Segmentation mask data:
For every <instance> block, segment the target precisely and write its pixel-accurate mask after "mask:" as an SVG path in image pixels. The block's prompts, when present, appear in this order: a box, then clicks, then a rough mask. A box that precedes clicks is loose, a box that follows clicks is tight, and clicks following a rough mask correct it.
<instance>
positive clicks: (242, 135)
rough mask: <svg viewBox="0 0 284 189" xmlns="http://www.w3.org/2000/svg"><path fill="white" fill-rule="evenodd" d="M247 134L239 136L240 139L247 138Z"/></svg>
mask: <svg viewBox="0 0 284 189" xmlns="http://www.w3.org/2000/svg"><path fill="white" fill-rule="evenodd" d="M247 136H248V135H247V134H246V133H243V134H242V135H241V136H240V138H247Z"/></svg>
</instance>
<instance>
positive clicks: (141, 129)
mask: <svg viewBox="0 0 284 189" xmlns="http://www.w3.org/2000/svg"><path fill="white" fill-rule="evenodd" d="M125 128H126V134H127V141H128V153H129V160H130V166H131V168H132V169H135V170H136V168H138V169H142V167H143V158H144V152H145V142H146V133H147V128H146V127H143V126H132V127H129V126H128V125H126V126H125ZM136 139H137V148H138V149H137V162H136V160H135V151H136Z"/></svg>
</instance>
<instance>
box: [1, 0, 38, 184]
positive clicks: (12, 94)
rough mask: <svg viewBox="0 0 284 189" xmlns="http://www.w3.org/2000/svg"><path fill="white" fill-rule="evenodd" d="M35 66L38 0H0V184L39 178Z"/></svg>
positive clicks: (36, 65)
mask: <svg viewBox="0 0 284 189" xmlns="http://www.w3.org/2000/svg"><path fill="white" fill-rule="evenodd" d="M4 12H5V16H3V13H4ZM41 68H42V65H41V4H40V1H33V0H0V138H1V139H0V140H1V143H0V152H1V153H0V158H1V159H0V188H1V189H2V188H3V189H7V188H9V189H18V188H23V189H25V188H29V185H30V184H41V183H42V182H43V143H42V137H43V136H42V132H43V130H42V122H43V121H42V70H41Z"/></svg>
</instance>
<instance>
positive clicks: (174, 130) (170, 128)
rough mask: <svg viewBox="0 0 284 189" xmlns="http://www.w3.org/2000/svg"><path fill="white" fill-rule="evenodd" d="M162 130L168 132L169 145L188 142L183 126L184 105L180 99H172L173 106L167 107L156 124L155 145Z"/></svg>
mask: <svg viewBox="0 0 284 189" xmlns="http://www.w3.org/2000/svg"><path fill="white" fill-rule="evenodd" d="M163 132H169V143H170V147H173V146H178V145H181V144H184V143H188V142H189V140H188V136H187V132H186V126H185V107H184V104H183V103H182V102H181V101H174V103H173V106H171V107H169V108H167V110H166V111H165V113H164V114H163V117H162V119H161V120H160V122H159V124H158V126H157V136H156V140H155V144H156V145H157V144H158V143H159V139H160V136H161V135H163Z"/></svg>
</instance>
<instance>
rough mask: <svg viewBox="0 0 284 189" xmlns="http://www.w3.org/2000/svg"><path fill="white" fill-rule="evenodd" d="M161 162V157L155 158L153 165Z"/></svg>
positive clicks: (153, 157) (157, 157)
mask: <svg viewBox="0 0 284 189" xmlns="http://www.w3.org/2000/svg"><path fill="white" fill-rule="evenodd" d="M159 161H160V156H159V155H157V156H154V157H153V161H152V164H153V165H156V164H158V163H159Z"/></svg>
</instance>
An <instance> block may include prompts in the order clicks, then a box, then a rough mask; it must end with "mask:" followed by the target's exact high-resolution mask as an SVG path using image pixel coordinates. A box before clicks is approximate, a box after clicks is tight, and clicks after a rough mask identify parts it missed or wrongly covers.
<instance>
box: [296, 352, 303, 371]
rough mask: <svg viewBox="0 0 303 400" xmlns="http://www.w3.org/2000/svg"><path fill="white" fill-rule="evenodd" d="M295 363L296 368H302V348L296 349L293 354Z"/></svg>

- Assigned task -
Copy out each record, keeping every word as it is.

- Exercise answer -
For every <instance> block, segment the target precisely and write its pixel-accurate mask after "mask:" as an SVG path in image pixels. The block's prompts, when present, appear in this order: a box, then clicks, then a rough mask. A box that precedes clicks is loose, a box that follows clicks is tight, and clicks following a rough mask correct it.
<instance>
positive clicks: (242, 135)
rough mask: <svg viewBox="0 0 284 189" xmlns="http://www.w3.org/2000/svg"><path fill="white" fill-rule="evenodd" d="M247 134L239 136L240 139L247 138Z"/></svg>
mask: <svg viewBox="0 0 284 189" xmlns="http://www.w3.org/2000/svg"><path fill="white" fill-rule="evenodd" d="M247 136H248V135H247V134H246V133H243V134H242V135H241V136H240V138H247Z"/></svg>
</instance>
<instance>
positive clicks: (141, 129)
mask: <svg viewBox="0 0 284 189" xmlns="http://www.w3.org/2000/svg"><path fill="white" fill-rule="evenodd" d="M125 128H126V134H127V141H128V153H129V160H130V166H131V168H132V169H135V170H136V168H138V169H142V167H143V158H144V152H145V142H146V133H147V128H146V127H143V126H132V127H129V126H128V125H126V126H125ZM136 139H137V148H138V149H137V162H136V160H135V151H136Z"/></svg>
</instance>
<instance>
box: [1, 0, 38, 184]
positive clicks: (12, 94)
rough mask: <svg viewBox="0 0 284 189" xmlns="http://www.w3.org/2000/svg"><path fill="white" fill-rule="evenodd" d="M35 66L38 0H0V184L39 178Z"/></svg>
positive clicks: (36, 65)
mask: <svg viewBox="0 0 284 189" xmlns="http://www.w3.org/2000/svg"><path fill="white" fill-rule="evenodd" d="M4 12H5V16H3V13H4ZM41 68H42V65H41V4H40V1H33V0H0V138H1V139H0V140H1V143H0V152H1V153H0V158H1V159H0V188H1V189H2V188H3V189H7V188H9V189H18V188H23V189H25V188H29V185H30V184H41V183H42V182H43V143H42V137H43V136H42V132H43V130H42V122H43V121H42V70H41Z"/></svg>
</instance>
<instance>
positive clicks: (174, 130) (170, 128)
rough mask: <svg viewBox="0 0 284 189" xmlns="http://www.w3.org/2000/svg"><path fill="white" fill-rule="evenodd" d="M162 130L168 132L169 145L188 142L183 126L184 105L180 99H172L173 106L167 107L156 124L155 145Z"/></svg>
mask: <svg viewBox="0 0 284 189" xmlns="http://www.w3.org/2000/svg"><path fill="white" fill-rule="evenodd" d="M163 132H169V143H170V147H173V146H178V145H181V144H184V143H188V142H189V140H188V136H187V132H186V126H185V107H184V104H183V103H182V102H181V101H174V103H173V106H171V107H169V108H167V110H166V111H165V113H164V114H163V117H162V119H161V120H160V122H159V124H158V126H157V136H156V140H155V144H156V145H157V144H158V143H159V139H160V136H161V135H163Z"/></svg>
</instance>
<instance>
rough mask: <svg viewBox="0 0 284 189" xmlns="http://www.w3.org/2000/svg"><path fill="white" fill-rule="evenodd" d="M161 162V157L155 158L153 165Z"/></svg>
positive clicks: (153, 157) (157, 157)
mask: <svg viewBox="0 0 284 189" xmlns="http://www.w3.org/2000/svg"><path fill="white" fill-rule="evenodd" d="M159 161H160V156H159V155H157V156H154V157H153V161H152V164H153V165H156V164H158V163H159Z"/></svg>
</instance>
An <instance> block may include prompts in the order clicks, then a box, then a rough mask; it must end with "mask:" followed by the target's exact high-resolution mask as an SVG path using image pixel coordinates. A box before clicks is approximate, a box after clicks is tight, and clicks after a rough mask identify parts it missed or wrongly covers.
<instance>
box: [296, 352, 303, 371]
rough mask: <svg viewBox="0 0 303 400" xmlns="http://www.w3.org/2000/svg"><path fill="white" fill-rule="evenodd" d="M295 363L296 368H302V348L296 349L293 354Z"/></svg>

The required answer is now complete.